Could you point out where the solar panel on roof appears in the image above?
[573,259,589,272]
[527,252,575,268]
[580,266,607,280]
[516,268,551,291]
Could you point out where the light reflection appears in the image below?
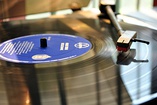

========================================

Rewrite every line of the records above as a JSON list of strings, one string per line, with blank lines skipped. Leave the pictures out.

REPLY TO THE EXERCISE:
[
  "Could you point out where the solar panel on roof appears in the image above?",
  "[573,259,589,272]",
  "[527,252,575,268]",
  "[580,266,607,280]",
  "[516,268,551,291]",
  "Could you point out where the light reflection appears in the image below?"
]